- Alıntılanan Metin
════════════════════
RAMAZAN YAZILARI
Erich Fromm’a göre Batılar, 18. yüzyıldan itibaren insanoğluna yeni bir ‘gelişme dini’ verdiler. İnsanlara ‘sınırsız üretim, mutlak özgürlük ve kısıtlanmamış mutluluk’ üçlüsünü hedef olarak gösterdiler. Buna karşılık zamanımızda Minimalizm adıyla başlayan bir hareket de aşırı tüketim ve marka düşkünlüğüne karşı ‘az çoktur’ sloganıyla dünyaya yayıldı. Ülkemizde özellikle Diyanet gibi dinî kurumların mensupları genç kuşaklarla iletişim kurmak için –İslâmî ilke ve değerlerle bağdaşan noktalarda- bu tür hareketlerle birlikte çalışmalıdırlar.
Kur’ân-ı Kerîm’de insanların ellerindeki nimet ve imkânları Allah’ın razı olmayacağı, insanların zarar göreceği şekilde ve ölçüsüzce harcamalarına, yanlış ve kötü işlerde kullanmalarına israf denilmiştir. Kur’an’da ‘israf’ kavramı teolojik bağlamda da geçmekle birlikte harcamayla ilgili kullanımı yaygınlık kazanmıştır. İsrâ suresinde (17/26-27) tebzîr kavramı da ‘israf’ anlamında kullanılmıştır. 400’lü (1010) yılların başlarında ölen Râgıb el-Isfahânî’ye göre çalışıp üretmek farzdır (ez-Zerî‘a, s. 380); israf ise bir hak zayiidir ve dolayısıyla zulümdür (s. 410).
Ayetlerde nimet ve imkânları Allah’ın rızasına ve başkalarının iyiliğine uygun, doğru ve yerinde kullanmaya çoğunlukla ihsan, işlerini genelde iyi ve yerli yerince yapana, özelde iyilik ve ihsanda bulunana da muhsin denilmektedir.
Mali işler açısından bakıldığında İslam kaynaklarında ihsan kavramının özetle ‘meşru yollardan kazanma ve meşru yollarda harcama’ anlamını içerdiği söylenebilir. Bunun tersine de israf denilmiştir. İsraf terim olarak kullanıldığında özellikle gereksiz veya aşırı harcamaları ifade eder.
════════════════════
- Kayıtlı Bilgiler
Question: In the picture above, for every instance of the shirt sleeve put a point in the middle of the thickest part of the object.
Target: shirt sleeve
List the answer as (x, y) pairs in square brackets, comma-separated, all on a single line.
════════════════════
- Görevin Amacı
Alıntılanan metne göre Batıların 18. yüzyıldan itibaren insanlara hedef olarak gösterdiği üçlünün öğelerini eksiksiz sıralayın.

- Örnek Çözüm
- sınırsız üretim
- mutlak özgürlük
- kısıtlanmamış mutluluk